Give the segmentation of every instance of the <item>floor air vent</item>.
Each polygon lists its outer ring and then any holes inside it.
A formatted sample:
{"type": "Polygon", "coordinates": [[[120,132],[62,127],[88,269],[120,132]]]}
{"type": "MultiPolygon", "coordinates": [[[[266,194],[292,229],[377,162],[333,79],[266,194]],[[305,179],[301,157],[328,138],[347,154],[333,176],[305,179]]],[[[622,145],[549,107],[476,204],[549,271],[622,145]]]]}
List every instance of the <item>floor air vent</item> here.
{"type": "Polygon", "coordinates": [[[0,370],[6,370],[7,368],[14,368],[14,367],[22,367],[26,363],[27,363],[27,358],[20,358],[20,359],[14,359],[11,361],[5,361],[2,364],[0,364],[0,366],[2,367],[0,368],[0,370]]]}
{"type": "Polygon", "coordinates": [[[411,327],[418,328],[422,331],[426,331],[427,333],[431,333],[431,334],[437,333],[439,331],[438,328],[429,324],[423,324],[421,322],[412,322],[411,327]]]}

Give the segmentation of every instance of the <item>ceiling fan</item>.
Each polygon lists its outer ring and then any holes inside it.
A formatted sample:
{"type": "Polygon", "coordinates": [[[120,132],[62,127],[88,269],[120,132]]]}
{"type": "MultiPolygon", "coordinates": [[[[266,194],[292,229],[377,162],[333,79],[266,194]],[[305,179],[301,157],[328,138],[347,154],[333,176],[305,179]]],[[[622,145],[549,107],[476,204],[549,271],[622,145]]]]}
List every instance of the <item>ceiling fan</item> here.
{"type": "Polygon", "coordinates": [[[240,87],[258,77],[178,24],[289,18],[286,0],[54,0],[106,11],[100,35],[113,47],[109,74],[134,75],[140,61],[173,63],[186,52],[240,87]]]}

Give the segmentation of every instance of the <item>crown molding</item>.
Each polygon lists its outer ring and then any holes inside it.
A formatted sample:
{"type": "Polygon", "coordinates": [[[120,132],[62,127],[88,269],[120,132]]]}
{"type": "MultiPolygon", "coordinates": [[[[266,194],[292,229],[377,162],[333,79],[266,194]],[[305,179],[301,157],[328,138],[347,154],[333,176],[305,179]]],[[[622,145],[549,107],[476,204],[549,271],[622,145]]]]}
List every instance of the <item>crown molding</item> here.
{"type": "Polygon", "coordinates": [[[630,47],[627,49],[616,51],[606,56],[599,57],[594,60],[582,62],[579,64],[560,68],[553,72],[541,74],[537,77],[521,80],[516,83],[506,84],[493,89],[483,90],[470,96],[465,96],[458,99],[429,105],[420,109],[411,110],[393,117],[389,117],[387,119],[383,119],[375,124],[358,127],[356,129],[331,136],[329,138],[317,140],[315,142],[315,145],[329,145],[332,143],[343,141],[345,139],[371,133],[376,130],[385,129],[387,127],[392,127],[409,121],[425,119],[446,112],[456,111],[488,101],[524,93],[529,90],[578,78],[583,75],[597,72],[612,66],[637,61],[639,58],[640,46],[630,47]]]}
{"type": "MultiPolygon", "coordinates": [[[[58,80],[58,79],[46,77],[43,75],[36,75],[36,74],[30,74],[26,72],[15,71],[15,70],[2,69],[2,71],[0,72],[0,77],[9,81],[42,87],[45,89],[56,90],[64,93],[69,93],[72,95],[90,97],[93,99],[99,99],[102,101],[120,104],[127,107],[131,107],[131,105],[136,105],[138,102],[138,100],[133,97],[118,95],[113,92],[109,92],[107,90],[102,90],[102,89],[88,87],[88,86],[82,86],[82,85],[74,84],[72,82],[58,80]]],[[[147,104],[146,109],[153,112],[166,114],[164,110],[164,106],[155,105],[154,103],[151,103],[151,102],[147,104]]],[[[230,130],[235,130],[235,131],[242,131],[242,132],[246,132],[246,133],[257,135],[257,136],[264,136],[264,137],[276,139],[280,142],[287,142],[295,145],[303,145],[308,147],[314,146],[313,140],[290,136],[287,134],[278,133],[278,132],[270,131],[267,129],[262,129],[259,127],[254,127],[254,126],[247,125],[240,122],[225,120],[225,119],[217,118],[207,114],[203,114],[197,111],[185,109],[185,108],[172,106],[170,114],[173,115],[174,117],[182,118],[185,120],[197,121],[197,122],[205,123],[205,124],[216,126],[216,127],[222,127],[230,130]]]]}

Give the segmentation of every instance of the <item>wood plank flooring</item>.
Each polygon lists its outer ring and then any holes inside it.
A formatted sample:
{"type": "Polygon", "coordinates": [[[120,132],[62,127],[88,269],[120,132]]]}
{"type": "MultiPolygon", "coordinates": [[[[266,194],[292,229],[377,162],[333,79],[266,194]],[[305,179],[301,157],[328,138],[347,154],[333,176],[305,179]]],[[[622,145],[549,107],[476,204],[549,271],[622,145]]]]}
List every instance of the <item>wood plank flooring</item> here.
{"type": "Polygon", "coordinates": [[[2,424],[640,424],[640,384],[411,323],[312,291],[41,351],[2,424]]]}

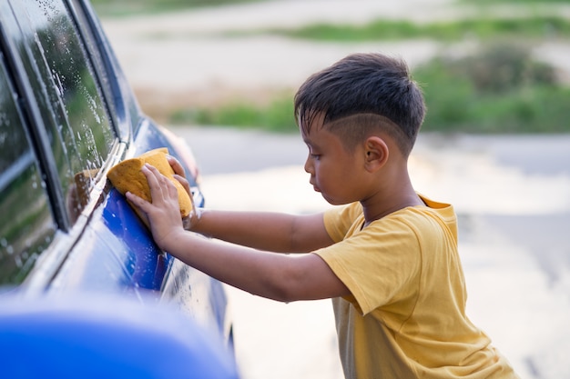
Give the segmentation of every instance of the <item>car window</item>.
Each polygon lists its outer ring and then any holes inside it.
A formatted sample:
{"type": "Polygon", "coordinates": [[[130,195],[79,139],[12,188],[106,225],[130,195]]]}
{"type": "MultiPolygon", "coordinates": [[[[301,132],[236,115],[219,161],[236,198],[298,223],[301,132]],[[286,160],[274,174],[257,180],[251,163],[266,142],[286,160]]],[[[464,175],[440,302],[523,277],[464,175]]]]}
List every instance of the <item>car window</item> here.
{"type": "Polygon", "coordinates": [[[102,91],[69,10],[62,1],[10,3],[21,35],[16,50],[29,78],[73,223],[116,141],[102,91]]]}
{"type": "Polygon", "coordinates": [[[0,52],[0,285],[24,280],[56,223],[0,52]]]}

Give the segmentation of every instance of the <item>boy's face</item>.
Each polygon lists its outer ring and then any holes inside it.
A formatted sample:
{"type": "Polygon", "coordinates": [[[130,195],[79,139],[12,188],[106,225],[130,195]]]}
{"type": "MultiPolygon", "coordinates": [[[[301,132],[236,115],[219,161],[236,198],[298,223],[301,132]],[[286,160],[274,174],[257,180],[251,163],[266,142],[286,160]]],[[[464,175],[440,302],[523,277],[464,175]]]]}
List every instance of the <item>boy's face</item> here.
{"type": "Polygon", "coordinates": [[[361,194],[363,147],[348,152],[336,135],[322,127],[321,120],[322,117],[315,117],[308,134],[301,128],[303,141],[309,147],[305,171],[310,174],[310,183],[331,204],[360,201],[364,196],[361,194]]]}

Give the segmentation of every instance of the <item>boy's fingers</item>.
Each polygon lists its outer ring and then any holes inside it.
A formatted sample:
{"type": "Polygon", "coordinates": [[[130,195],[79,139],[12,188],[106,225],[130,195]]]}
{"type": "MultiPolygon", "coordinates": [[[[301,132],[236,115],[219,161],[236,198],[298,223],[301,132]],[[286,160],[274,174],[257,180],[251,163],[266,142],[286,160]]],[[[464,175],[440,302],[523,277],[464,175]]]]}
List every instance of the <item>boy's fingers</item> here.
{"type": "Polygon", "coordinates": [[[178,175],[178,174],[174,175],[174,178],[178,180],[180,185],[182,185],[186,192],[188,192],[188,194],[191,197],[192,193],[190,192],[190,184],[188,182],[188,180],[184,176],[178,175]]]}
{"type": "Polygon", "coordinates": [[[138,197],[137,195],[136,195],[135,194],[131,193],[131,192],[127,192],[125,194],[125,196],[132,203],[134,204],[137,208],[139,208],[140,210],[142,210],[143,212],[146,213],[147,211],[147,206],[148,204],[150,204],[150,203],[148,203],[147,200],[138,197]]]}
{"type": "Polygon", "coordinates": [[[178,162],[178,160],[176,159],[172,155],[167,156],[167,159],[168,160],[168,163],[170,164],[170,166],[174,170],[174,174],[176,174],[177,175],[180,175],[180,176],[185,178],[186,177],[186,174],[184,173],[184,167],[182,167],[182,165],[180,165],[180,162],[178,162]]]}

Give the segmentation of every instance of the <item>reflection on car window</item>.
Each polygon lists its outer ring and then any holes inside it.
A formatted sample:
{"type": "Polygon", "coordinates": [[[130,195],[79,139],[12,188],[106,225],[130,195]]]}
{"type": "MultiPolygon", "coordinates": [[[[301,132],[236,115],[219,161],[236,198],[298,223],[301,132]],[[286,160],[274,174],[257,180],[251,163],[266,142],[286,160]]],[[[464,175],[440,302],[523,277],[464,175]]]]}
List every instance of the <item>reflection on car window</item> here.
{"type": "Polygon", "coordinates": [[[0,53],[0,285],[22,282],[56,224],[0,53]]]}
{"type": "Polygon", "coordinates": [[[73,221],[86,204],[77,194],[87,194],[93,185],[115,133],[63,2],[18,0],[11,5],[23,35],[18,44],[21,59],[46,124],[73,221]]]}

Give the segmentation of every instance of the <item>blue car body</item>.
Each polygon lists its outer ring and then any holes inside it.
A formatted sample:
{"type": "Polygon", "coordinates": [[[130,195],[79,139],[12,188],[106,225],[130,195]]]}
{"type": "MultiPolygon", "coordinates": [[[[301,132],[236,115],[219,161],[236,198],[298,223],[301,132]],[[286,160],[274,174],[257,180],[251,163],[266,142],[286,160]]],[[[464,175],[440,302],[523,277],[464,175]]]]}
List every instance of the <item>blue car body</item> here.
{"type": "Polygon", "coordinates": [[[88,1],[0,3],[0,291],[168,303],[231,346],[222,284],[161,251],[107,180],[158,147],[204,205],[189,147],[139,109],[88,1]]]}

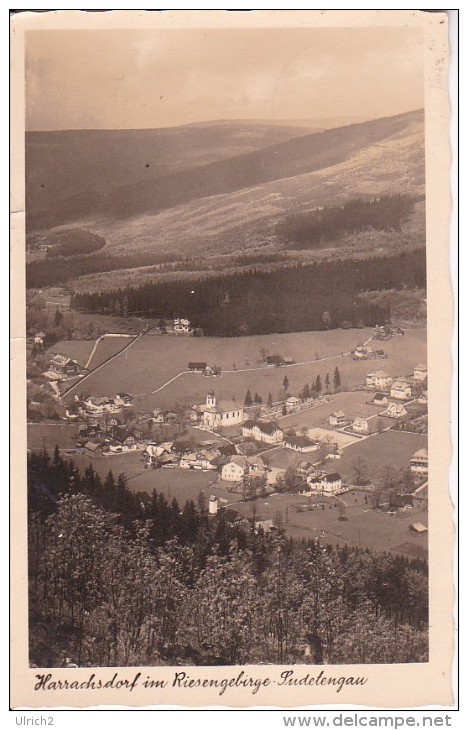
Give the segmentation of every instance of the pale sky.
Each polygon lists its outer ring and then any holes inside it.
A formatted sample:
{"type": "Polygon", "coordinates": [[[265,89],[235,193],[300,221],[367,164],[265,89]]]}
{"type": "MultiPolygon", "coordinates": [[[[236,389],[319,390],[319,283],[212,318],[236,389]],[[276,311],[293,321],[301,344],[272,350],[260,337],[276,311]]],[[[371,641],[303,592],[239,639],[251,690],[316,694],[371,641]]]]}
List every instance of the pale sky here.
{"type": "Polygon", "coordinates": [[[26,129],[142,129],[423,107],[407,27],[29,31],[26,129]]]}

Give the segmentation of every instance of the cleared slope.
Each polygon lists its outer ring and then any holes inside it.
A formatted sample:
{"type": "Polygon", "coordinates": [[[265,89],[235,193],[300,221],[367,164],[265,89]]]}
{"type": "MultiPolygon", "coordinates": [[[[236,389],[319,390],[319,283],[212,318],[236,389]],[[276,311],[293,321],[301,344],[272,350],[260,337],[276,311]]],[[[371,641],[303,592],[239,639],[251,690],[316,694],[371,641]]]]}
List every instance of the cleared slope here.
{"type": "Polygon", "coordinates": [[[168,129],[29,132],[28,228],[85,215],[93,209],[96,197],[114,188],[255,151],[311,131],[317,127],[246,120],[168,129]]]}

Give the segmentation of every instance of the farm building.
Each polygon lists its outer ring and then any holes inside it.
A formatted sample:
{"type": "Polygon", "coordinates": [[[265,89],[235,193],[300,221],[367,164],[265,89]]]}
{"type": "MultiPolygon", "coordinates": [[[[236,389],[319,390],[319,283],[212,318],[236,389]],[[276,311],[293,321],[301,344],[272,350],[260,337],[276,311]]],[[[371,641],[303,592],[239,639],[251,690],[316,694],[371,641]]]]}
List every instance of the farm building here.
{"type": "Polygon", "coordinates": [[[206,370],[206,362],[189,362],[187,370],[191,373],[203,373],[206,370]]]}
{"type": "Polygon", "coordinates": [[[320,444],[318,441],[312,441],[306,436],[285,436],[284,445],[287,449],[293,449],[293,451],[299,451],[301,454],[308,454],[311,451],[317,451],[320,444]]]}
{"type": "Polygon", "coordinates": [[[338,494],[342,490],[342,479],[338,472],[307,477],[308,489],[302,494],[338,494]]]}
{"type": "Polygon", "coordinates": [[[413,370],[413,378],[423,382],[427,379],[427,365],[416,365],[413,370]]]}
{"type": "Polygon", "coordinates": [[[389,418],[403,418],[408,411],[402,403],[389,403],[387,410],[383,414],[389,418]]]}
{"type": "Polygon", "coordinates": [[[212,390],[206,396],[206,404],[202,407],[202,424],[208,428],[220,428],[222,426],[235,426],[245,419],[244,409],[236,401],[216,400],[212,390]]]}
{"type": "Polygon", "coordinates": [[[376,370],[375,373],[366,375],[366,386],[368,388],[376,388],[377,390],[386,390],[392,384],[392,378],[385,370],[376,370]]]}
{"type": "Polygon", "coordinates": [[[283,432],[274,421],[246,421],[242,426],[242,436],[266,444],[279,444],[283,441],[283,432]]]}
{"type": "Polygon", "coordinates": [[[369,433],[369,424],[365,418],[357,418],[353,421],[353,431],[356,433],[369,433]]]}
{"type": "Polygon", "coordinates": [[[283,358],[281,357],[281,355],[267,355],[265,358],[265,362],[268,367],[279,367],[283,364],[283,358]]]}
{"type": "Polygon", "coordinates": [[[408,400],[411,398],[411,386],[404,380],[395,380],[390,389],[390,396],[397,400],[408,400]]]}
{"type": "Polygon", "coordinates": [[[330,415],[330,418],[328,419],[330,426],[346,426],[348,421],[346,420],[346,416],[343,413],[343,411],[333,411],[333,413],[330,415]]]}
{"type": "Polygon", "coordinates": [[[411,457],[410,467],[413,474],[426,476],[429,473],[429,455],[427,449],[419,449],[411,457]]]}
{"type": "Polygon", "coordinates": [[[49,370],[61,378],[65,378],[69,375],[76,375],[79,372],[80,366],[76,360],[72,360],[66,355],[58,353],[54,355],[49,363],[49,370]]]}
{"type": "Polygon", "coordinates": [[[228,464],[221,469],[221,479],[226,482],[240,482],[247,469],[245,456],[234,456],[228,464]]]}
{"type": "Polygon", "coordinates": [[[387,403],[388,403],[387,396],[385,395],[385,393],[376,393],[374,395],[374,398],[372,400],[372,403],[375,406],[386,406],[387,403]]]}

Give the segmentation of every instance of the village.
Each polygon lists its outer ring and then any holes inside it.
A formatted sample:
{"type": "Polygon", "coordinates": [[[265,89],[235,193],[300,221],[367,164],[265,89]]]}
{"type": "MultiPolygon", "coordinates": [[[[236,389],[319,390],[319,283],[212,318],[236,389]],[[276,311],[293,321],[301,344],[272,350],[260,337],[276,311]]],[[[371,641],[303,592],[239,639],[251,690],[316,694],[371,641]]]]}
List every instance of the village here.
{"type": "MultiPolygon", "coordinates": [[[[170,331],[194,335],[184,318],[174,320],[170,331]]],[[[156,334],[161,333],[159,328],[156,334]]],[[[35,346],[40,347],[42,334],[35,336],[35,346]]],[[[204,402],[148,411],[141,411],[131,393],[76,392],[73,384],[86,372],[60,352],[50,358],[43,377],[65,404],[62,420],[70,424],[64,427],[70,435],[62,448],[78,462],[91,459],[103,472],[127,472],[128,464],[135,489],[142,481],[146,490],[167,482],[174,495],[197,499],[202,494],[210,514],[229,508],[264,531],[290,522],[291,506],[298,515],[315,512],[315,521],[321,512],[322,522],[330,509],[334,519],[345,522],[350,508],[361,504],[367,513],[415,515],[409,528],[421,535],[427,531],[427,367],[415,363],[411,373],[398,376],[382,367],[387,355],[380,343],[403,334],[376,327],[370,342],[350,350],[354,362],[380,361],[350,390],[342,388],[336,366],[324,382],[318,375],[293,394],[288,373],[294,359],[265,355],[262,368],[284,371],[280,399],[271,393],[262,398],[253,387],[243,400],[218,397],[216,382],[224,373],[206,361],[186,366],[187,373],[207,378],[204,402]],[[57,384],[65,386],[63,393],[57,384]],[[393,438],[404,440],[397,449],[393,438]],[[353,504],[347,506],[350,494],[353,504]],[[281,510],[285,497],[293,503],[281,510]]],[[[359,539],[365,544],[365,526],[359,539]]]]}

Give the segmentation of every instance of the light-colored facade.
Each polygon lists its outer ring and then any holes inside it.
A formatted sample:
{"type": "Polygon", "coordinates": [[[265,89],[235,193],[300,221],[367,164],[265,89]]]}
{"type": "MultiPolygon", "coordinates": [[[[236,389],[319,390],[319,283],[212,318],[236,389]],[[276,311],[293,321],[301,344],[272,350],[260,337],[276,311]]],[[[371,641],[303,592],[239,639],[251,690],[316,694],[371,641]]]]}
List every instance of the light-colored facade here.
{"type": "Polygon", "coordinates": [[[218,403],[212,390],[206,396],[206,404],[202,406],[202,425],[207,428],[235,426],[245,420],[244,408],[235,401],[218,403]]]}
{"type": "Polygon", "coordinates": [[[366,386],[368,388],[386,390],[390,388],[392,382],[393,378],[385,370],[376,370],[375,373],[368,373],[366,375],[366,386]]]}

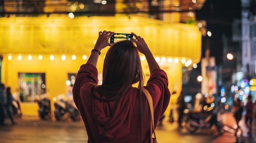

| OBJECTIF DE LA TÂCHE |
Recopiez à l'identique les enregistrements, du début jusqu'à la ligne contenant "List every instance of the <item>floor", celle-ci comprise.

| SOLUTION DE LA TÂCHE |
Give the segmentation of every instance of the <item>floor air vent</item>.
Each polygon lists its outer ring and then any holes inside it.
A formatted sample:
{"type": "Polygon", "coordinates": [[[120,132],[62,127],[88,269],[120,132]]]}
{"type": "MultiPolygon", "coordinates": [[[[266,194],[292,229],[377,162],[333,79],[266,194]],[[305,179],[301,157],[328,138],[347,154],[333,176],[305,179]]],[[[622,145],[549,107],[476,204],[549,271],[622,145]]]]}
List every instance of the <item>floor air vent</item> here.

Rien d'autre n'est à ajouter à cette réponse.